ASSIGNED TASK A
Answer these questions from the blog post on nuclear arms:
(i) Who edited the compilation 100 Suns: 1945-1962?
(ii) What caption did The Atlantic give its issue?
(iii) How long did the writer spend in Nevada this summer?
ASSIGNED TASK B
From the blog post on nuclear arms, extract word for word the part that opens with the words containing "Thursday, September 4, 2025" and closes with "to feel anxious.".

Showing posts with label aliens. Show all posts
Showing posts with label aliens. Show all posts

Thursday, September 4, 2025

Nuclear arms, testing still imperil life on earth

The August Atlantic published a few select photos of nuclear tests by military photographers in Nevada amid a series of stories on nuclear arms.

Nuclear power plants aim to fire back up around the country and around the world. That's causing those of us who remember The China Syndrome and The Day After, not to mention real-life Three Mile Island and Chernobyl, to feel anxious. 

Our anxiety is fed by the additionally burgeoning risk of a new nuclear arms race. Like many people, I, and apparently the editors of The Atlantic, are thinking back on the Cold War, when a nuclear holocaust seemed about as likely as not.

I'll republish here in low resolution four photos The Atlantic featured from the era of above-ground nuclear testing. The photos are in public domain, as they are in the possession of the National Archives and Records Administration (NARA)—collaterally, a reminder of NARA's importance amid its recent, inimical politicization. The photos were published previously in a military-photo compilation edited by Michael Light, 100 Suns: 1945-1962 (2003) (cover inset above).

 

The Atlantic issue, captioned "Eighty Years on the Edge" (cover inset at left), is well worth examining in whole. Coverage ranged from the historical to the contemporary. Inter alia, Noah Hawley traced the origin of Kurt Vonnegut's Cat's Cradle (1963) to the advent of the atomic bomb. And Ross Andersen explained how American absence in world leadership is setting the stage for the new nuclear arms race. 

I spent two weeks in Nevada this summer and saw that its atomic history persists, for better and for worse. 

To my surprise, there is an active program monitoring ongoing radiological risk, and a federal program only recently ended to compensate people for radiation exposure that resulted in illness.

ENTRIES SUPPLIED
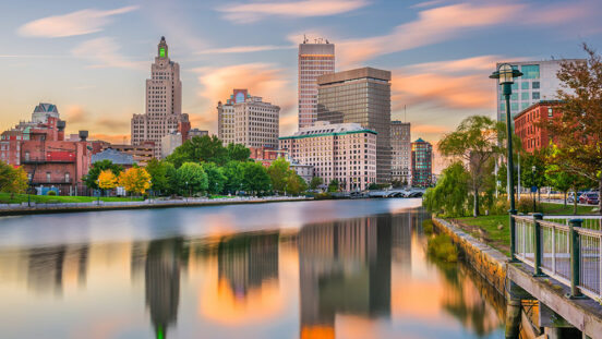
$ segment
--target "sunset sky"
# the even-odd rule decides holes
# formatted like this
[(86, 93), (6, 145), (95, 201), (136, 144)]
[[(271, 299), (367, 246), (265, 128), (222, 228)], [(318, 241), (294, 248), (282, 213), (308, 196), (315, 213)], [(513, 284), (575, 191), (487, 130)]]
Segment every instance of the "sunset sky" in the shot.
[(336, 69), (393, 71), (393, 118), (437, 141), (465, 117), (495, 117), (496, 61), (582, 58), (601, 48), (602, 3), (575, 1), (169, 0), (4, 1), (0, 4), (0, 129), (58, 105), (68, 132), (129, 141), (160, 36), (180, 63), (183, 112), (217, 132), (232, 88), (281, 107), (297, 128), (297, 46), (336, 45)]

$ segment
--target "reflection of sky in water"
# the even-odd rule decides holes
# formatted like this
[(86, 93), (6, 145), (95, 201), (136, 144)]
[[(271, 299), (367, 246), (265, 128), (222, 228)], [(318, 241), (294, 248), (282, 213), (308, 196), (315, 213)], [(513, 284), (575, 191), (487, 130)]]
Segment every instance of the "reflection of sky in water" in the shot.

RESPONSE A
(i) Michael Light
(ii) "Eighty Years on the Edge"
(iii) Two weeks

RESPONSE B
Thursday, September 4, 2025

Nuclear arms, testing still imperil life on earth

The August Atlantic published a few select photos of nuclear tests by military photographers in Nevada amid a series of stories on nuclear arms.

Nuclear power plants aim to fire back up around the country and around the world. That's causing those of us who remember The China Syndrome and The Day After, not to mention real-life Three Mile Island and Chernobyl, to feel anxious.